• **Task item**:
In the records below, count the lines that have "instance" and answer with the number alone.

• **Material provided**:

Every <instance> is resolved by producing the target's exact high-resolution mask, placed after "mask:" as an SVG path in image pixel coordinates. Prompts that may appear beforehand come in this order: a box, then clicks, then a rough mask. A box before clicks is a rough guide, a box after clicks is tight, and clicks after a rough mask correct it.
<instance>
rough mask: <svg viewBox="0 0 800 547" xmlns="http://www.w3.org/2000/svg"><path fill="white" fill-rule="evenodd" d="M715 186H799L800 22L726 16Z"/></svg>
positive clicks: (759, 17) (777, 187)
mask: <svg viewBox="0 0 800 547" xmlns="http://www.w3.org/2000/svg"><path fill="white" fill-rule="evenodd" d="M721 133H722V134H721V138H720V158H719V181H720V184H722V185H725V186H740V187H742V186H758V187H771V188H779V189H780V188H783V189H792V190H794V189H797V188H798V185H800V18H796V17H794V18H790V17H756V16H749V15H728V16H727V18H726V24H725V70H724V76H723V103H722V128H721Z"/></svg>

• **Exercise result**:
2